▶ [WORK TO DO]: Lay out the lines of the items below, from the line that contains "For every instance of the chair" through the line that contains "x=227 y=143", both included, as a Markdown table with columns headed Row and Line. Give each line its own numbered row, leave out any blank lines, and include nothing outside that stretch.

————

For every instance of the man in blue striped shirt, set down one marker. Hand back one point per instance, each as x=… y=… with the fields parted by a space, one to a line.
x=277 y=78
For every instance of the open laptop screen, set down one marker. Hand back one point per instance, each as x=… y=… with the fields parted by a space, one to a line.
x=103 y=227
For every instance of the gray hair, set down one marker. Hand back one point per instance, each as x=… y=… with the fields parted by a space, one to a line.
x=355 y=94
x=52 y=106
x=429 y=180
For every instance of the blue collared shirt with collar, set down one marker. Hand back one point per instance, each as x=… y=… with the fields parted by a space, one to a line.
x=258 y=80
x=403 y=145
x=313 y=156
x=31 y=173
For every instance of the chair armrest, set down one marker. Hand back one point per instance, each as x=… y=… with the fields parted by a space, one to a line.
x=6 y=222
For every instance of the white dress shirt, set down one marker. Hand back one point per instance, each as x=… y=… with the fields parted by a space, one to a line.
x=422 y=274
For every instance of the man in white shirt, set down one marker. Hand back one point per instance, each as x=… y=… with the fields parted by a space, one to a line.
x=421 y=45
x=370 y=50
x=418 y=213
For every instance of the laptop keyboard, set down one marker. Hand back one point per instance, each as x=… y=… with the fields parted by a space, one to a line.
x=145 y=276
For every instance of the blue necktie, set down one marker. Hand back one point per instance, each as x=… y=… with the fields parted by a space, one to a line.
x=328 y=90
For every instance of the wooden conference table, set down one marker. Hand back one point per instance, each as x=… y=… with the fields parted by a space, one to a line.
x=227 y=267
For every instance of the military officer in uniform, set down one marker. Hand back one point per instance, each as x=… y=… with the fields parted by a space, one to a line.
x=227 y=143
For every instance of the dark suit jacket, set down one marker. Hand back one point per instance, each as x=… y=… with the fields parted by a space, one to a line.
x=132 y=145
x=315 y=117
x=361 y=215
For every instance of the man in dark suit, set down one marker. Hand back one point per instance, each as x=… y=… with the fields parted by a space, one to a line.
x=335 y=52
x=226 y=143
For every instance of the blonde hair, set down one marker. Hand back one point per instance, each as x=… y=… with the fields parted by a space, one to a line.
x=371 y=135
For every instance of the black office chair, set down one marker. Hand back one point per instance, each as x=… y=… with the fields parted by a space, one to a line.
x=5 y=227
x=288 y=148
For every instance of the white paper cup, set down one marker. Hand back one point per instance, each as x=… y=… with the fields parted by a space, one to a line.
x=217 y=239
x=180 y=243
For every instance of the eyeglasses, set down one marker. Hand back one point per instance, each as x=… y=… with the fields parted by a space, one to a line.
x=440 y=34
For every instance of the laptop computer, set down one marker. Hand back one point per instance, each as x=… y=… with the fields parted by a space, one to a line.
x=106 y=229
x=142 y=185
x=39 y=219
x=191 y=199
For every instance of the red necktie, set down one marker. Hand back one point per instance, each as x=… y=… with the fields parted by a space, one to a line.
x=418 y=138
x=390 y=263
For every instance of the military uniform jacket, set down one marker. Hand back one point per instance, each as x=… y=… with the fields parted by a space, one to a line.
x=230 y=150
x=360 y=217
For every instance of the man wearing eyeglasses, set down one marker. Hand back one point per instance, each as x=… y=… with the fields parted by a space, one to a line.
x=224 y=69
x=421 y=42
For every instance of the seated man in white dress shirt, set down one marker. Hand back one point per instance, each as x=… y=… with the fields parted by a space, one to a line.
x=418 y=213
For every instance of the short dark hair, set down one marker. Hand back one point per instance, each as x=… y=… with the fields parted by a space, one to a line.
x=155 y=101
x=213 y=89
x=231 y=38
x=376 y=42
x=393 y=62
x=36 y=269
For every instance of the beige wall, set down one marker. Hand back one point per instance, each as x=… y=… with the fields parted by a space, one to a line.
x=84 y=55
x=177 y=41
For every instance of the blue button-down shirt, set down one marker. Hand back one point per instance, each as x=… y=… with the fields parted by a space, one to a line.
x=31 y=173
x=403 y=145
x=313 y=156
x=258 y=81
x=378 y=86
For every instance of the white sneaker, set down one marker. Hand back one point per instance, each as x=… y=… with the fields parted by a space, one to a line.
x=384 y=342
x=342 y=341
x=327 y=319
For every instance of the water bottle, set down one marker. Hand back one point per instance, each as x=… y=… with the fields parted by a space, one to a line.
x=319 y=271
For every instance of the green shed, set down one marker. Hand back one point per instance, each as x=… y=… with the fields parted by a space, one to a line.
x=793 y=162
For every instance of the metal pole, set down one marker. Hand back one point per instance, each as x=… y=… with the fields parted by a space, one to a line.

————

▶ [ANSWER BELOW]:
| Row | Line |
|---|---|
| 1 | For every instance of the chair armrest, set down one marker. Hand back one point per instance, each as x=… y=… with the fields parted by a space, one to a line. |
| 2 | x=6 y=222 |
| 3 | For every instance of the white dress shirt, set down one marker. Hand back one point per instance, each as x=… y=… with the fields parted by a space, one to a line. |
| 4 | x=422 y=274 |
| 5 | For every instance of the man in white shirt, set down one marker. Hand back one point per instance, each as x=… y=… with the fields parted by a space, one to a line. |
| 6 | x=421 y=45 |
| 7 | x=370 y=50 |
| 8 | x=418 y=213 |
| 9 | For every instance of the laptop keyboard, set down one marker. Hand back one point per instance, each as x=… y=… with the fields parted by a space, one to a line. |
| 10 | x=145 y=276 |
| 11 | For every instance of the blue necktie, set down one marker. Hand back one point per instance, each as x=… y=… with the fields parted by a space, one to a line. |
| 12 | x=328 y=90 |
| 13 | For every instance of the wooden conference table, set down one marker. Hand back one point per instance, each as x=… y=… with the fields parted by a space, one to a line. |
| 14 | x=227 y=267 |
| 15 | For every instance of the military officer in uniform, set down one marker. Hand back one point per instance, each as x=… y=… with the fields parted by a space, one to a line. |
| 16 | x=227 y=143 |